--- PROBLEM ---
Turn every line of the records below into a JSON list of strings, one string per line, leaving out any blank lines.

(Detection annotation records)
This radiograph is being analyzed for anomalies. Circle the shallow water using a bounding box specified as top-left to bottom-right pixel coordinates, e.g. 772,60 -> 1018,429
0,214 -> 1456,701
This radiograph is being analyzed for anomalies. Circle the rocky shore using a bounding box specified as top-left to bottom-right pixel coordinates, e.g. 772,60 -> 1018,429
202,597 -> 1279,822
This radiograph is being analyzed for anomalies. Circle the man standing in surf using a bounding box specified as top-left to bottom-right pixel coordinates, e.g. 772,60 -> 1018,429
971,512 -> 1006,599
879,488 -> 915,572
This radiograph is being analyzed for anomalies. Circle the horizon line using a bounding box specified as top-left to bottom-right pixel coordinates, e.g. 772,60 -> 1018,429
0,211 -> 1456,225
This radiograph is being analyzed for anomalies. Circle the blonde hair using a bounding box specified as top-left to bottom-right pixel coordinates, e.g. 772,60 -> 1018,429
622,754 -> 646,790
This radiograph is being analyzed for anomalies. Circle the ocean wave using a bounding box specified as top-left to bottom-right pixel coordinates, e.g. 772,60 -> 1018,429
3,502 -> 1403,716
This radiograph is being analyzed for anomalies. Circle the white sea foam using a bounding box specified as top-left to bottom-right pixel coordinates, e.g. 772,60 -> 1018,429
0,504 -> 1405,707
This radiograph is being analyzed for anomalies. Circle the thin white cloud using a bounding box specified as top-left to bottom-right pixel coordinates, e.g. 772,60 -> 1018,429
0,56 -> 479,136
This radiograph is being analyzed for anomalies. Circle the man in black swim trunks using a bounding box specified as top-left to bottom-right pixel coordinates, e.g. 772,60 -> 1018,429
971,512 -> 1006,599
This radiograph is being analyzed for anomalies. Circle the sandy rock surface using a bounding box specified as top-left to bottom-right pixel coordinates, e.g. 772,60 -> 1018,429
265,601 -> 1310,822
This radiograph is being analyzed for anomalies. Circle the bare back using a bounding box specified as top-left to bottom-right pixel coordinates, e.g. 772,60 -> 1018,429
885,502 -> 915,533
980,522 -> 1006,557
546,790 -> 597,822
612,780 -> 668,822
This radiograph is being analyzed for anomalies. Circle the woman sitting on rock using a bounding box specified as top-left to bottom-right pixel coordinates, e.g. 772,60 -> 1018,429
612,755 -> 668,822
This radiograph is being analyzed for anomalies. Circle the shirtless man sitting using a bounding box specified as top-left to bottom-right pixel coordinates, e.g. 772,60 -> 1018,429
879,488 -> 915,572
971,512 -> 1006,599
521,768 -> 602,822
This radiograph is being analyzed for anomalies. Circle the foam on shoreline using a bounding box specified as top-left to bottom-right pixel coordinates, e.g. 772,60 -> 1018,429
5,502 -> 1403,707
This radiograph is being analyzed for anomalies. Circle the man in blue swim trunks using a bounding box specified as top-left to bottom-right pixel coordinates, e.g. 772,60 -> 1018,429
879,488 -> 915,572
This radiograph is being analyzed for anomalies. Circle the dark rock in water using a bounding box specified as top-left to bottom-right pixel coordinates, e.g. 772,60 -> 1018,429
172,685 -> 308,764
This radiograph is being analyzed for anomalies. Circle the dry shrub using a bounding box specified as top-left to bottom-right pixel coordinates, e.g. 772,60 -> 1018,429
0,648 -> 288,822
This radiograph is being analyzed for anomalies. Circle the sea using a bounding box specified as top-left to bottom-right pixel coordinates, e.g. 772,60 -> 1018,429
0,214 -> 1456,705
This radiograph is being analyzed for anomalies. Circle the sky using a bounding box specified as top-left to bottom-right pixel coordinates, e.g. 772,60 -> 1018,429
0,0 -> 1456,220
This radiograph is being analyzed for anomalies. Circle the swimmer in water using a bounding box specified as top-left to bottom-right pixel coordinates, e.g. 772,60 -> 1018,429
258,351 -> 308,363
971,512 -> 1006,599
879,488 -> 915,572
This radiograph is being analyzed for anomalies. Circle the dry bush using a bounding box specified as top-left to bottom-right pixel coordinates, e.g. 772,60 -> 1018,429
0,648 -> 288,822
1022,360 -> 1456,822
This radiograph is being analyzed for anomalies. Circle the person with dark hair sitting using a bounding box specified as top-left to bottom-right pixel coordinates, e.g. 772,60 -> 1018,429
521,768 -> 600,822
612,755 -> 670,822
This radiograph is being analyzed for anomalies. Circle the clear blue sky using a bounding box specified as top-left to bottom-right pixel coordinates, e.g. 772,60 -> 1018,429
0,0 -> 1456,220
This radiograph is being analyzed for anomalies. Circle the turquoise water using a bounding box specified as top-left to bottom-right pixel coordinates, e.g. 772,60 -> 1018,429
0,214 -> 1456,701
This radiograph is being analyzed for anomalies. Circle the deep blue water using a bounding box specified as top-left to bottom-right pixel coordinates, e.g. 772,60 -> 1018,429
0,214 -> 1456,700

--- EXPECTED ANSWER ---
[
  "This radiograph is being analyzed for anomalies. Circle the shallow water using a bounding box specified as top-left to bottom-right pixel coordinates, e.g. 772,60 -> 1018,429",
  "0,214 -> 1456,701",
  "This radiograph is being analyzed for anomalies. Circle the rocky shore using a bounding box specified as top-left to bottom-right pixel coordinates, e.g. 772,60 -> 1018,429",
  "202,597 -> 1279,822",
  "This radiograph is being analyzed for anomalies. Circle the man standing in surf using a bounding box specified as top-left to bottom-right pixel coordinates, e.g. 772,60 -> 1018,429",
  "971,512 -> 1006,599",
  "879,488 -> 915,572",
  "This radiograph is being analyzed for anomalies. Circle the horizon line using a bounding box specified as top-left to bottom-right pixel coordinates, e.g. 772,60 -> 1018,429",
  "0,211 -> 1456,225",
  "This radiograph is being analyzed for anomalies. Circle the blonde hair using a bounding box specified as top-left to bottom-right pixel coordinates, e.g. 772,60 -> 1018,429",
  "622,754 -> 646,790",
  "This radiograph is being analyzed for anomalies. Circle the ocean wave using a bounding box specified as top-left to bottom-right pixel coordinates, e.g. 772,60 -> 1018,429",
  "3,502 -> 1403,716",
  "This radiograph is being analyzed for anomalies. Circle the white sea foam using a bounding box specified as top-left to bottom-right pixel coordinates, e.g. 772,60 -> 1018,429",
  "0,504 -> 1405,707",
  "This radiograph is being analyzed for anomalies. Circle the thin white cloud using a bounding box specified as top-left to bottom-right pixel coordinates, e.g. 772,60 -> 1018,429",
  "0,56 -> 479,136",
  "This radiograph is being analyzed for anomalies. Circle the man in black swim trunks using a bounding box specified as top-left to bottom-right pixel coordinates, e.g. 772,60 -> 1018,429",
  "971,512 -> 1006,599",
  "This radiograph is being analyzed for anomalies. Circle the sandy rock surface using a bounding box specified as top-left to bottom-right pixel coordinates, e.g. 772,60 -> 1018,429",
  "265,601 -> 1310,822",
  "This radiograph is being analyzed for anomalies. Circle the bare back using a bounding box specified as top-left to bottom-right pixel coordinates, e.g. 772,60 -> 1018,429",
  "885,502 -> 915,533",
  "980,522 -> 1006,557",
  "546,790 -> 597,822",
  "612,780 -> 668,822",
  "This radiograph is being analyzed for anomalies. Circle the woman sitting on rock using a bounding box specified as top-left to bottom-right pixel coordinates, e.g. 772,60 -> 1018,429",
  "612,755 -> 668,822",
  "This radiograph is being analyzed for anomalies. Circle the shirtless man sitting using a bounding box specified as top-left to bottom-right pixel coordinates, e.g. 772,60 -> 1018,429",
  "879,488 -> 915,572",
  "971,512 -> 1006,599",
  "521,768 -> 602,822",
  "This radiograph is being analyzed for anomalies. Circle the foam on shoreline using a bounding box specified as top-left to bottom-right pixel coordinates, e.g. 772,60 -> 1018,429",
  "5,502 -> 1403,707",
  "This radiograph is being analyzed for anomalies. Circle the man in blue swim trunks using a bounding box specified as top-left to bottom-right pixel coordinates, e.g. 772,60 -> 1018,429",
  "879,488 -> 915,572",
  "This radiograph is being analyzed for anomalies. Circle the dark rock in water using a bounding box specified as top-left to bottom-right pixel coordinates, e.g. 772,60 -> 1018,429",
  "172,685 -> 308,764",
  "This radiograph is being analyzed for anomalies. Circle the dry shrub using a bounding box specified as top-left to bottom-right pixel coordinates, e.g. 772,60 -> 1018,429",
  "0,648 -> 288,822",
  "This radiograph is being analyzed for anomalies. Circle the sea using a bounding box specified as top-left to bottom-right pixel coordinates, e.g. 772,60 -> 1018,429",
  "0,214 -> 1456,705",
  "This radiograph is being analyzed for anomalies. Circle the sky using a bounding box specified as top-left to bottom-right pixel coordinates, e.g. 772,60 -> 1018,429",
  "0,0 -> 1456,220",
  "This radiograph is being analyzed for anomalies. Circle the swimmer in water using a bounding box specified as top-left to bottom-right pixel coordinates, e.g. 772,60 -> 1018,429",
  "258,351 -> 308,363",
  "971,512 -> 1006,599",
  "879,488 -> 915,572",
  "This radiograph is being analyzed for anomalies. Circle the dry bush using a bounding box specified as top-left to bottom-right pixel coordinates, e.g. 772,60 -> 1018,429",
  "0,648 -> 288,822",
  "1022,360 -> 1456,822",
  "This radiograph is being analyzed for anomalies. Circle the person with dark hair sitting using a bounding box specified as top-left to bottom-right pixel coordinates, e.g. 772,60 -> 1018,429",
  "521,768 -> 600,822",
  "612,755 -> 670,822",
  "This radiograph is being analyzed for anomalies. Circle the clear blue sky using a bounding box specified as top-left to bottom-right pixel coordinates, e.g. 772,60 -> 1018,429",
  "0,0 -> 1456,220",
  "This radiograph is being analyzed for anomalies. Circle the turquoise water using a bounding box specified as top-left to bottom-right pixel coordinates, e.g. 772,60 -> 1018,429",
  "0,214 -> 1456,701",
  "This radiograph is being analyzed for anomalies. Circle the deep blue water using a bounding box specified as top-left to bottom-right pixel coordinates, e.g. 772,60 -> 1018,429",
  "0,214 -> 1456,700"
]